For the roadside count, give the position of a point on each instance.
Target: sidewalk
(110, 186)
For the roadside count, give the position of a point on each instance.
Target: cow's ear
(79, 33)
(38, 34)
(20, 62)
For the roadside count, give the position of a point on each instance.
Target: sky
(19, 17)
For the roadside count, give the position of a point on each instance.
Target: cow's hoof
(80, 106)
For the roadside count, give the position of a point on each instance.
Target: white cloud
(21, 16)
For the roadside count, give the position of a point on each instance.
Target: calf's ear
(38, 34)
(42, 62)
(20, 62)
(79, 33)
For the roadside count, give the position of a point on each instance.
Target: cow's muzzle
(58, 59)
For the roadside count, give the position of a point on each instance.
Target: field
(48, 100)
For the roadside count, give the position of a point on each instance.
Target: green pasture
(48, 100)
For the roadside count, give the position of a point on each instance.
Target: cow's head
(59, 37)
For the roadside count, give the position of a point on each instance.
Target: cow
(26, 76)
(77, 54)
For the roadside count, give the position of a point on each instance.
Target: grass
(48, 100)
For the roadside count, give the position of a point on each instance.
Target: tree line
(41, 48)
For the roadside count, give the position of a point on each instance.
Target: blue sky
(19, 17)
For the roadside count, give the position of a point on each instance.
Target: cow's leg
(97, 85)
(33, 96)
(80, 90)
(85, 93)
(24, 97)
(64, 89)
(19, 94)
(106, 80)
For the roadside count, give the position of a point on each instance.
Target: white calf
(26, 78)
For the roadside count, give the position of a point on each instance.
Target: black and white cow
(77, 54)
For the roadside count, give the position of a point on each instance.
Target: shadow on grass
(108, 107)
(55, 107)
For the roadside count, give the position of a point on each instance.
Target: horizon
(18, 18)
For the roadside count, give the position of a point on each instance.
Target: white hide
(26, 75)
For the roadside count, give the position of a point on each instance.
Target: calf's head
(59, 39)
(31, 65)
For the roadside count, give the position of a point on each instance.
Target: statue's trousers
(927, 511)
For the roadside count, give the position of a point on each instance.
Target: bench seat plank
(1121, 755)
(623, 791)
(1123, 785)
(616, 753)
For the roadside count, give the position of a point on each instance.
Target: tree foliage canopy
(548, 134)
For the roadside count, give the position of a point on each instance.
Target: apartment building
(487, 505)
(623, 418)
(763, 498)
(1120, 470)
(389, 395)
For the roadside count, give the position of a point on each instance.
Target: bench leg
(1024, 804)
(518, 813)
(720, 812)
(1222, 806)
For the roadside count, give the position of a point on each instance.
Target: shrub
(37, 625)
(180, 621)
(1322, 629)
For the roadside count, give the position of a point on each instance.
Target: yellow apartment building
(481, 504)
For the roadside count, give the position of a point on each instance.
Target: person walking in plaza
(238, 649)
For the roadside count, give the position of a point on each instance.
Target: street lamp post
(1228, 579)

TASK DESCRIPTION → Transcribe every line of the records exactly, please.

ANSWER TO THIS PROBLEM →
For the roadside count, give the position of a point on each instance.
Target: sidewalk
(110, 186)
For the roadside count, give the position of a point on each instance.
Target: cow's ear
(79, 33)
(38, 34)
(20, 62)
For the roadside count, give the position of a point on each instance.
Target: sky
(19, 17)
For the roadside count, give the position of a point on each instance.
Target: cow's hoof
(80, 106)
For the roadside count, give the position of a point on each instance.
Target: white cloud
(21, 16)
For the roadside count, give the position of a point on each instance.
Target: calf's ear
(38, 34)
(42, 62)
(20, 62)
(79, 33)
For the roadside count, give the position of a point on each instance.
Target: cow's muzzle
(58, 59)
For the roadside count, give the position of a point on each instance.
Target: field
(48, 100)
For the roadside count, give the position of a point on each instance.
Target: green pasture
(48, 100)
For the roadside count, give the position of a point on each instance.
Target: cow's head
(59, 37)
For the roadside count, give the position of a point on each instance.
Target: cow
(26, 76)
(77, 54)
For the roadside count, give the position of a point on each instance.
Target: grass
(48, 100)
For the roadside count, give the position of a point on each instance.
Target: tree line
(41, 48)
For the roadside count, give the position of a point on each instance.
Target: blue sky
(19, 17)
For the roadside count, give the position of a point on each instance.
Target: cow's leg
(97, 85)
(33, 96)
(80, 90)
(85, 93)
(24, 97)
(64, 89)
(19, 94)
(106, 80)
For the roadside count, give the position of a point on each instance.
Target: white calf
(26, 78)
For the roadside count, give the position of a point on each instance.
Target: black and white cow
(77, 54)
For the roadside count, give the position of a point on each instance.
Target: shadow on grass
(108, 107)
(55, 107)
For the roadside count, give the position of a point on each instance.
Target: horizon
(18, 18)
For the roadside count, give the position of a point on each instance.
Target: white hide
(26, 75)
For the roadside count, give the position of a point on each instance.
Target: calf's head
(59, 39)
(31, 65)
For the roadside count, give the position of a point on each instance.
Target: statue's trousers
(927, 511)
For the roadside count, give the position of a point on each instance.
Target: bench seat plank
(1121, 755)
(623, 791)
(1123, 785)
(616, 753)
For the roadside count, give the position of a point on each instance.
Target: tree foliage canopy
(548, 134)
For the roadside count, give the position of a point on each instance.
Target: apartment building
(487, 505)
(623, 418)
(763, 498)
(1120, 470)
(389, 395)
For the roadside count, give the position of a point on each instance.
Target: bench leg
(1024, 804)
(518, 813)
(720, 812)
(1222, 806)
For the roadside count, give the position of a point on each instance.
Target: shrub
(37, 625)
(180, 621)
(1322, 629)
For the roadside count, give the position of a point on each instance.
Target: yellow apartment building
(481, 504)
For the roadside count, give the position of a point on each instance.
Target: person walking in plaza
(238, 649)
For the roadside count, give the position of a point on each instance.
Target: street lamp post
(1228, 579)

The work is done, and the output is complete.